[Data provided Boundary: Start]

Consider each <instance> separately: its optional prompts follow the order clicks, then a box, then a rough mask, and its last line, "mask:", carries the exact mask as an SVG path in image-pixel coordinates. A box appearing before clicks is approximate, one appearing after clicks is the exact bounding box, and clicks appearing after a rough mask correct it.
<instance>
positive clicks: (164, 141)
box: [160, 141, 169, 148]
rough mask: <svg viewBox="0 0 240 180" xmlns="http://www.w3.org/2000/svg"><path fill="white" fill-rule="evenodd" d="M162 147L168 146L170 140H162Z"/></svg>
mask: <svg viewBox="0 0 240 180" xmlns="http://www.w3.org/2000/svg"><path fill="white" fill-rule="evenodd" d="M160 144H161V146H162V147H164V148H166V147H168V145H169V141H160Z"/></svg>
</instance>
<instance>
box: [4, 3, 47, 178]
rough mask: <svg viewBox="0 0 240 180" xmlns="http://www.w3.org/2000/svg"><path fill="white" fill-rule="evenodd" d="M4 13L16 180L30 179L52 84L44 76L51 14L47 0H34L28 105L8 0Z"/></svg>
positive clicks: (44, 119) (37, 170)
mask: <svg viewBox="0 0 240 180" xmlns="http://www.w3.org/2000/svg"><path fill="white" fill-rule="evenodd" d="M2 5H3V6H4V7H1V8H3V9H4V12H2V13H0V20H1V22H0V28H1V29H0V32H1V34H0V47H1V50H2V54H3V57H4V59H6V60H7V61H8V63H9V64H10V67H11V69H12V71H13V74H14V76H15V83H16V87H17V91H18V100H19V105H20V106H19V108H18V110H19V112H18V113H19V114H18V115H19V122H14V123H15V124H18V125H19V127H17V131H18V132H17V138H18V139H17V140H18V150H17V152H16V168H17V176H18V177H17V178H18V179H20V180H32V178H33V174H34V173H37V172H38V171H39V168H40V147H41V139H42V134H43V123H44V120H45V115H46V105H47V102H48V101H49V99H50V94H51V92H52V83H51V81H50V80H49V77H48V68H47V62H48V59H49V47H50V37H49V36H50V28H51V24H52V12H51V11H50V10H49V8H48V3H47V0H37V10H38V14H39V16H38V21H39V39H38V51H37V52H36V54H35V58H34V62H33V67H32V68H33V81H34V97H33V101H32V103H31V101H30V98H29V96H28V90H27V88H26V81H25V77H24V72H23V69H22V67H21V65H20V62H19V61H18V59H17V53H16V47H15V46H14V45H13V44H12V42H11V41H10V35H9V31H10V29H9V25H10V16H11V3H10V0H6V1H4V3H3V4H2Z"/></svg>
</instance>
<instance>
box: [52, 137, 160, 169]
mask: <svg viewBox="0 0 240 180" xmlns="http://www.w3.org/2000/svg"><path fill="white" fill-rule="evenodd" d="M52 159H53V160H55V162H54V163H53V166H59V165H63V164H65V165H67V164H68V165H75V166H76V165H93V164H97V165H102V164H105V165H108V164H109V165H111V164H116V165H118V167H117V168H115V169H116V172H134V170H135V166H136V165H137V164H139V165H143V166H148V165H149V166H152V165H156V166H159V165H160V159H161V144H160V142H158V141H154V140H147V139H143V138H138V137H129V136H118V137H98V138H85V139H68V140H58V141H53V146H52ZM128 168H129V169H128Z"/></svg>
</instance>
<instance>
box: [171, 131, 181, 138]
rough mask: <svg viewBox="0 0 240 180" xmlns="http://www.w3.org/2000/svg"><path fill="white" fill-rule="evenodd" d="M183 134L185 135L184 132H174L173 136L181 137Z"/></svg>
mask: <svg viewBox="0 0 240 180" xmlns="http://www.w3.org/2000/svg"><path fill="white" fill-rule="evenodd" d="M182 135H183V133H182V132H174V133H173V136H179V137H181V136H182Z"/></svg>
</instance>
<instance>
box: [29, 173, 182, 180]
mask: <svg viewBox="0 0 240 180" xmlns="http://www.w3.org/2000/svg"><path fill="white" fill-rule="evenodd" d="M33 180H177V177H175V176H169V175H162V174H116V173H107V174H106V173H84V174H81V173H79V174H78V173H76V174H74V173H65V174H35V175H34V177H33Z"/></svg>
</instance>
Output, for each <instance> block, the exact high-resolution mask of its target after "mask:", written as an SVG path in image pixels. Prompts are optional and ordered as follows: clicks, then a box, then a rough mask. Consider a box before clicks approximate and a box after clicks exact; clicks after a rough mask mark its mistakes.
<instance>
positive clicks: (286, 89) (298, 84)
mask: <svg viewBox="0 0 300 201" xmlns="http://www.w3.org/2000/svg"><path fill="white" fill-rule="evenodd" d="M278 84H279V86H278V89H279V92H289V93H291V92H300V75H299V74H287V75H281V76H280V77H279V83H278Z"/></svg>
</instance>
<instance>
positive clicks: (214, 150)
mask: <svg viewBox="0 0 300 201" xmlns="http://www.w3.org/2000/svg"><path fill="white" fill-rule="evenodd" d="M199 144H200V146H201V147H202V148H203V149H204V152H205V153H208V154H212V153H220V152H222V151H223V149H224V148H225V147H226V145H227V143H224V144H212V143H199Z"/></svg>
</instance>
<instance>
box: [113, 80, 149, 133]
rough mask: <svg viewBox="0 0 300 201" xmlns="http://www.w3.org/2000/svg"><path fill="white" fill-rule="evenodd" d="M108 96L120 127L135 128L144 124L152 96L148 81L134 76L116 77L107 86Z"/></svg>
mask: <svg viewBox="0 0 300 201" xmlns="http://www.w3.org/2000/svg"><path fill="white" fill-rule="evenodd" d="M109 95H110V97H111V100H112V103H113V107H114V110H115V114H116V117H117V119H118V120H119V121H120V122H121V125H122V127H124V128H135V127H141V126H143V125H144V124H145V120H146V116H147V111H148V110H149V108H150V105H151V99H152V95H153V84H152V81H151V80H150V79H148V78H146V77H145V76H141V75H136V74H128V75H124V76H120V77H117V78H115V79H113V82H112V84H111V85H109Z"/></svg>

[Data provided Boundary: End]
[Data provided Boundary: Start]

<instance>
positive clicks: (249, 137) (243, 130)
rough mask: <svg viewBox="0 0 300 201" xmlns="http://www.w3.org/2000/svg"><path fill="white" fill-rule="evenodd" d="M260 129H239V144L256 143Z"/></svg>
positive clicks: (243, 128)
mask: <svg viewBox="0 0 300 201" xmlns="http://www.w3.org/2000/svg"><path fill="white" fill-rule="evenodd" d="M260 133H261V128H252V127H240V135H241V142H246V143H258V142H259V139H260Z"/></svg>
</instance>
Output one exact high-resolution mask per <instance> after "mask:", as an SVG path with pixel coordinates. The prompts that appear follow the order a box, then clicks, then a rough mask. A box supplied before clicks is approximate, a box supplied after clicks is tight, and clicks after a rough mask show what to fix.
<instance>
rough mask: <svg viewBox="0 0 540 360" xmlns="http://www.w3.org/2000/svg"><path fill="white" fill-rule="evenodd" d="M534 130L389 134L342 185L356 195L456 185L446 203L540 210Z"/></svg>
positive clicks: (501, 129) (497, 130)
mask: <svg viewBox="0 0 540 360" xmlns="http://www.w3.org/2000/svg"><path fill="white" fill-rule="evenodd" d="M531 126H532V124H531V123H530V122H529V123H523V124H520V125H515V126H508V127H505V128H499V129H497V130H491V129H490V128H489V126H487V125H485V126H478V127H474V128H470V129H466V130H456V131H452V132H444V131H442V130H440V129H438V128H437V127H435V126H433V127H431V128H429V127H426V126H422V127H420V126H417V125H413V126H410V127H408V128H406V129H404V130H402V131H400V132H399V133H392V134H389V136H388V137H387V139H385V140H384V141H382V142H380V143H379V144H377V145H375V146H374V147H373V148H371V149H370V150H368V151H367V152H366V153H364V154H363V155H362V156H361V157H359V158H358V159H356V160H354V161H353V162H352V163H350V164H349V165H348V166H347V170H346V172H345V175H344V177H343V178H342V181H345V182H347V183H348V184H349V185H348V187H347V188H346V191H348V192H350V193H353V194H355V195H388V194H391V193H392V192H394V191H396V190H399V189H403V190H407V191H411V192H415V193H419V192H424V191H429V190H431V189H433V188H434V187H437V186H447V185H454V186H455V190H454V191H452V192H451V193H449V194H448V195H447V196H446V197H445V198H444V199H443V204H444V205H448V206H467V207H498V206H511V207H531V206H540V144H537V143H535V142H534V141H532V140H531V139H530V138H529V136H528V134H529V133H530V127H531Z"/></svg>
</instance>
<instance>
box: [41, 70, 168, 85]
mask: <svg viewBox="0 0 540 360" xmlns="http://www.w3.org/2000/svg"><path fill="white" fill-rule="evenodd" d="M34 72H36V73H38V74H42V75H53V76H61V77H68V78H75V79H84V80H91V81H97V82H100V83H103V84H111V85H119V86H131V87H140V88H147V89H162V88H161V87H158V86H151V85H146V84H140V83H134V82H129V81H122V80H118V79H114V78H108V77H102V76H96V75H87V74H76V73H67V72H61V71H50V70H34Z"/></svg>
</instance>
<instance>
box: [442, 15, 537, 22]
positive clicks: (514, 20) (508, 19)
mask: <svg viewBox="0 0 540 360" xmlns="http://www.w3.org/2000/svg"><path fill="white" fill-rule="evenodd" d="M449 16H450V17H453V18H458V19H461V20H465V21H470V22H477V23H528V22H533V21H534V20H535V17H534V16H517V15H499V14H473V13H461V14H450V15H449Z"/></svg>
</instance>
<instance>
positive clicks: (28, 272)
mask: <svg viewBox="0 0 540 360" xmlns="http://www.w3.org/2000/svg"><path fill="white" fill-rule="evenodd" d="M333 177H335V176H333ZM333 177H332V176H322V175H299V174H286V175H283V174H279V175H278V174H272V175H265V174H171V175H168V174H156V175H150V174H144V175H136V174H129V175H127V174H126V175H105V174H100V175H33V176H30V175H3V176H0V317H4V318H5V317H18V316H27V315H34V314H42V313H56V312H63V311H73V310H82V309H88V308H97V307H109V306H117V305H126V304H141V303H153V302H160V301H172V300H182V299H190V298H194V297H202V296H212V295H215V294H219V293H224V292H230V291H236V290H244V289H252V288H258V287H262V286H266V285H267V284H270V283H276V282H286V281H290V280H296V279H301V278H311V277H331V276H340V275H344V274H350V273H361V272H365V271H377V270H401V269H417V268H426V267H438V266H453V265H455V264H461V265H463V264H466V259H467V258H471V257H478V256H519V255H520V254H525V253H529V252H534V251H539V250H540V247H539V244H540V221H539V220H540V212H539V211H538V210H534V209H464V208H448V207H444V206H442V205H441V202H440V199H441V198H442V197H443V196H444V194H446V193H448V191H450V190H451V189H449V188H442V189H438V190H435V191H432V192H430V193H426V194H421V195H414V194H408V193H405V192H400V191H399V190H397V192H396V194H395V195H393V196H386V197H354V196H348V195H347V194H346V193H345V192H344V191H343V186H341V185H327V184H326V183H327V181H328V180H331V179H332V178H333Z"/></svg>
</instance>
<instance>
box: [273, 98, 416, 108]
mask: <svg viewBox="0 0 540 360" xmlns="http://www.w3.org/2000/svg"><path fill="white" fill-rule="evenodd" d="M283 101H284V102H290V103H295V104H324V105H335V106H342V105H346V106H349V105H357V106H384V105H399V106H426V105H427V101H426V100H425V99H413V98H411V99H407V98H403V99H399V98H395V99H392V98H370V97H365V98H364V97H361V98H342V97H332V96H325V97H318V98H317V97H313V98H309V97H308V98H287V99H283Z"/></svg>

[Data provided Boundary: End]
[Data provided Boundary: Start]

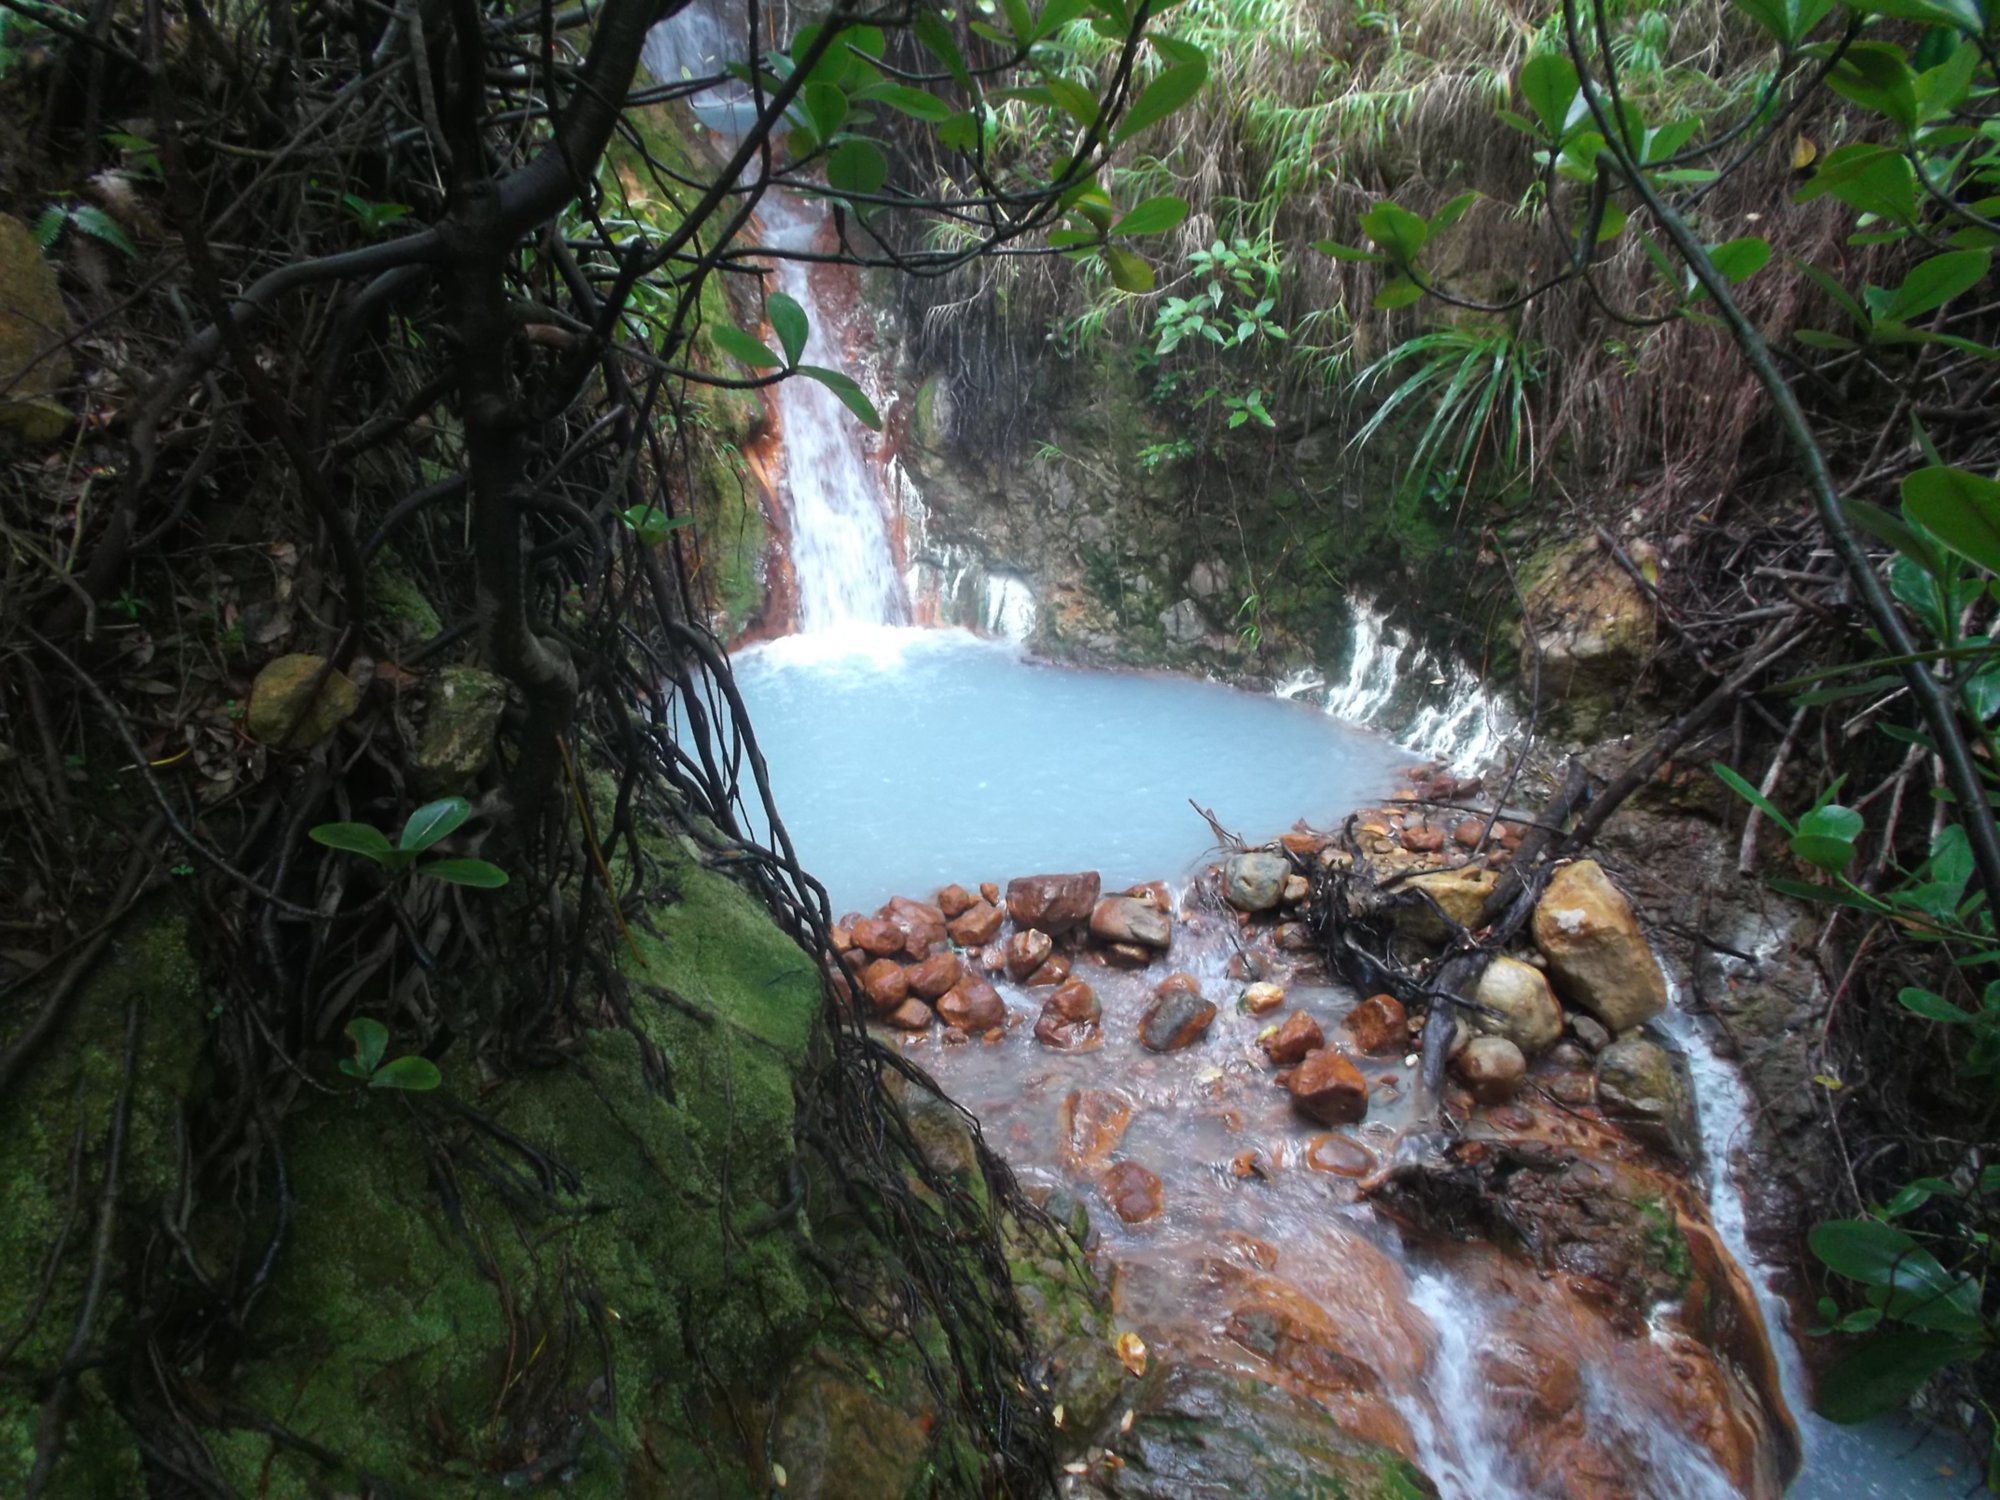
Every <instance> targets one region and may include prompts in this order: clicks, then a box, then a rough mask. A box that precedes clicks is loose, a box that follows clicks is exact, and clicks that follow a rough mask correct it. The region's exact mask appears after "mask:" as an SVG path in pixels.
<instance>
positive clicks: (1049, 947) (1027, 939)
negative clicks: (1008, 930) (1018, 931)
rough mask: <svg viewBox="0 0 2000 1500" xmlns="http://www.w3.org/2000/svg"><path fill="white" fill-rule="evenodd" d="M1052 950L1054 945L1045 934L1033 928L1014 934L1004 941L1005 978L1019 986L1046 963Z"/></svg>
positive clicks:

[Data provided Boundary: End]

Task description. Locate the lines above that contain "image" and copy them.

Reply to the exercise.
Consider each <instance> separately: its optional prompts follow the order clicks, then a box, then a rough mask, and its last line, "mask:", carries the exact mask as an SVG path in image-pixel coordinates. A box appearing before clicks is approximate, one appearing after clicks is the exact bounding box, and clicks appearing after a rough mask correct it.
Output, for each <instance> block, the exact high-resolution mask of its target after "mask:", written as an SVG path in image pixels. Prompts are optional and ordered as follows: clicks, then a box, then a rough mask. Consider a box before clicks approximate and a box after clicks exact; clicks after a rough mask mark its mistakes.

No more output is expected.